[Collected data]
___
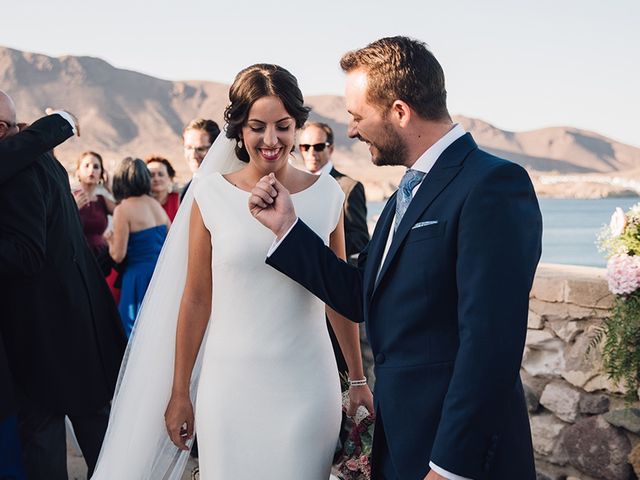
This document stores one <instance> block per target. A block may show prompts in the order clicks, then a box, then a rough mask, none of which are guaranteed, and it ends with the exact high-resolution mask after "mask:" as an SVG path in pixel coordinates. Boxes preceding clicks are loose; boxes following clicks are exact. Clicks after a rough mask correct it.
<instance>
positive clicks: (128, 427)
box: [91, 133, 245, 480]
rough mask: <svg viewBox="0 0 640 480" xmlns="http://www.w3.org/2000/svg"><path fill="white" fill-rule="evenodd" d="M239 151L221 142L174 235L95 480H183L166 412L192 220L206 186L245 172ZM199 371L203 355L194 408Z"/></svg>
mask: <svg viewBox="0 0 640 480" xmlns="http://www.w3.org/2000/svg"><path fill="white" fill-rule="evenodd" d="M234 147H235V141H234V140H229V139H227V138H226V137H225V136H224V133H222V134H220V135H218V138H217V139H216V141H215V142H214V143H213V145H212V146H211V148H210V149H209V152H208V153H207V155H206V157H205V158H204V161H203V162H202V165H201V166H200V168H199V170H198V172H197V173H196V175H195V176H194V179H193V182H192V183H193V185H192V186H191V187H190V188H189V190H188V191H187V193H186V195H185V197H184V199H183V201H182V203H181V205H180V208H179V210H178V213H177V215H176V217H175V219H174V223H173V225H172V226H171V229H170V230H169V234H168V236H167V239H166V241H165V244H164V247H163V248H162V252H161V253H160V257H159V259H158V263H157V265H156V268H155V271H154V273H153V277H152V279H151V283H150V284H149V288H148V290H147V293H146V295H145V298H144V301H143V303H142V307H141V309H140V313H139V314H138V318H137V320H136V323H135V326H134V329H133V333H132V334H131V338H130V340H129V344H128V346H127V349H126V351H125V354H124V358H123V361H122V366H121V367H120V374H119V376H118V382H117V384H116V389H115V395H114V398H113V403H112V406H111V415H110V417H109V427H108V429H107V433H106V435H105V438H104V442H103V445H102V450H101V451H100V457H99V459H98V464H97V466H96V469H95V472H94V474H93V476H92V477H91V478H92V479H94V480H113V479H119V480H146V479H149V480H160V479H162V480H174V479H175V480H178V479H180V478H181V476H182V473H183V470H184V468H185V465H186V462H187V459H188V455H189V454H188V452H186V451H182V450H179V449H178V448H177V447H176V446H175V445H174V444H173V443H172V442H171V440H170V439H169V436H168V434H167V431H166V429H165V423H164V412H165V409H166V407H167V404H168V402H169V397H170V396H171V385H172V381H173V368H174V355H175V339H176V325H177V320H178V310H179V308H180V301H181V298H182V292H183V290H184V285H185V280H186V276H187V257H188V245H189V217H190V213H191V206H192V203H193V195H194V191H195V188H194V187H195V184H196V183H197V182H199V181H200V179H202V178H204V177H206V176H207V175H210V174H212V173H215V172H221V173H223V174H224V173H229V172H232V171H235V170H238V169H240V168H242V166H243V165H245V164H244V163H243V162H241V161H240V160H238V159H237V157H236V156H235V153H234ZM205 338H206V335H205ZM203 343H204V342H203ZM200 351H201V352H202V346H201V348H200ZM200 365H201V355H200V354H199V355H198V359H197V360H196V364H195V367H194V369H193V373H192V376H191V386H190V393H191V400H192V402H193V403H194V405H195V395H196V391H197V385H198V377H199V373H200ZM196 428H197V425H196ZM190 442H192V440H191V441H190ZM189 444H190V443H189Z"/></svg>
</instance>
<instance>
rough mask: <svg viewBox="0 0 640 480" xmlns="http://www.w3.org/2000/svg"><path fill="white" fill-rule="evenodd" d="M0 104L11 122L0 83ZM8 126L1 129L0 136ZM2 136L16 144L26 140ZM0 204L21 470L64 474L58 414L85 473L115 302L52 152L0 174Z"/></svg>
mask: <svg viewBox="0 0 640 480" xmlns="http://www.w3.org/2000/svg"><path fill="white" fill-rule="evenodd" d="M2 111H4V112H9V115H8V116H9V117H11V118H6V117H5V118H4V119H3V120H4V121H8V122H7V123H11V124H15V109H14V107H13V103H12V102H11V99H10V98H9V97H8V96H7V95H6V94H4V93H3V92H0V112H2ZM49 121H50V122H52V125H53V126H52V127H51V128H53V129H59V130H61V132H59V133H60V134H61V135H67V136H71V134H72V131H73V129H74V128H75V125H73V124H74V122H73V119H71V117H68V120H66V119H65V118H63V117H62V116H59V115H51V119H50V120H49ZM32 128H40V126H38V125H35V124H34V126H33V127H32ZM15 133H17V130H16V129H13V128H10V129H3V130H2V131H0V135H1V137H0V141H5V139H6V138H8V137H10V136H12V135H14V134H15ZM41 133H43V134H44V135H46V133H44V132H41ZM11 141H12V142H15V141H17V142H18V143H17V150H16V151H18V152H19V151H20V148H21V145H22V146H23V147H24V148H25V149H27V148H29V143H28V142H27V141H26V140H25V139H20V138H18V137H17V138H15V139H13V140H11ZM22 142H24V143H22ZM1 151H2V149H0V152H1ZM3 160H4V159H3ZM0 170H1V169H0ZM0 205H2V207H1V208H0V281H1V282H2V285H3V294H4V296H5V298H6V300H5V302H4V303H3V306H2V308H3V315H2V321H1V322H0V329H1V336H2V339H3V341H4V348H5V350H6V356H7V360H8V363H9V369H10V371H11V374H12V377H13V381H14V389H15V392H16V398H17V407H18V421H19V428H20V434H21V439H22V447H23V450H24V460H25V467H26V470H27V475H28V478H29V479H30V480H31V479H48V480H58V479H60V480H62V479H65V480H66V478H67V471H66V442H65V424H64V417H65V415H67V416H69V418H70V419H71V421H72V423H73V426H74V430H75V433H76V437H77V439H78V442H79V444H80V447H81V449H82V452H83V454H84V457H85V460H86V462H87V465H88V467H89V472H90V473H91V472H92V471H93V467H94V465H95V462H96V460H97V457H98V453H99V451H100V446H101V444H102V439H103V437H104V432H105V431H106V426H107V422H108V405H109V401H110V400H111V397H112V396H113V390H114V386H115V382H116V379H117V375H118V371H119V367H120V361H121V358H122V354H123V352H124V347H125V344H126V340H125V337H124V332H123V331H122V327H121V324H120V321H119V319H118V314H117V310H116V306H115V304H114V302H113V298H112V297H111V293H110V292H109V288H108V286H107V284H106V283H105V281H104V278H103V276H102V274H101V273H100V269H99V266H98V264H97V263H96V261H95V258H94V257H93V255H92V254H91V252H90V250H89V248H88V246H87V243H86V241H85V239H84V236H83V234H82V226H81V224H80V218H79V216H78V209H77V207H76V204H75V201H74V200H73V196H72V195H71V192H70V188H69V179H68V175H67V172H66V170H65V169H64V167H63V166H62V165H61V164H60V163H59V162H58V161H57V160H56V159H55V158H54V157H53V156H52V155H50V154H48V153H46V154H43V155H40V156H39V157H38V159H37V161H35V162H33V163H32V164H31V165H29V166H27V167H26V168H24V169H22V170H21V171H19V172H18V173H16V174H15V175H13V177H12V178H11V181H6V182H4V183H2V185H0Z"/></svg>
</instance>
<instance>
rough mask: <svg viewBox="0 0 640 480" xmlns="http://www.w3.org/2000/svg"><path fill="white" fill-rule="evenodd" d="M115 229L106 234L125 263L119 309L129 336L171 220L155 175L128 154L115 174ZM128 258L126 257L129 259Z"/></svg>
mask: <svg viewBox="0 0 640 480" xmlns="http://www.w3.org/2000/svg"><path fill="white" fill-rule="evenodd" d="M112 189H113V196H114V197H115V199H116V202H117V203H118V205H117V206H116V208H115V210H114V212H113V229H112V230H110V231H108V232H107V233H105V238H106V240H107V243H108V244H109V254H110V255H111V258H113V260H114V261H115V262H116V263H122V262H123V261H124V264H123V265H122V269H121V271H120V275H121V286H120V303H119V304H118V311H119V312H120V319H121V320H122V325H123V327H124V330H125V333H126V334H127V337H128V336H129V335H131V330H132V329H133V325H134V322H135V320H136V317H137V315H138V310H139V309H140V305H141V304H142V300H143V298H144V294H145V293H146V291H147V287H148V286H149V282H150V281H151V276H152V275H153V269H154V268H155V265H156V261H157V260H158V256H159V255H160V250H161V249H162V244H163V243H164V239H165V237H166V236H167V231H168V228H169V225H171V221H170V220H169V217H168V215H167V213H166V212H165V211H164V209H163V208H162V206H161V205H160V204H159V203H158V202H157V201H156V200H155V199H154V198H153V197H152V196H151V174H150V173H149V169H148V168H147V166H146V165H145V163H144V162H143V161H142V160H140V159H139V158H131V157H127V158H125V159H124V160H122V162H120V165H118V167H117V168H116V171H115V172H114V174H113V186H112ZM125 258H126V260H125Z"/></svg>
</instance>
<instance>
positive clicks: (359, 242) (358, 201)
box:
___
Say again, word for word, the lines beginning at the top of the data and ending with the line that has "box: [91, 133, 245, 480]". Skip the pictures.

This document stores one <instance> block per target. A block may show prompts in the order clicks, then a box, then a rough mask, none of which are guaranteed, and it ends with the exact high-resolution mask after "mask:" as an SVG path in pixel coordinates. Boxes preceding clicks are loose; boxes following clicks are exact. Clicks after a rough mask correct it.
<instance>
positive clicks: (128, 427)
box: [91, 133, 245, 480]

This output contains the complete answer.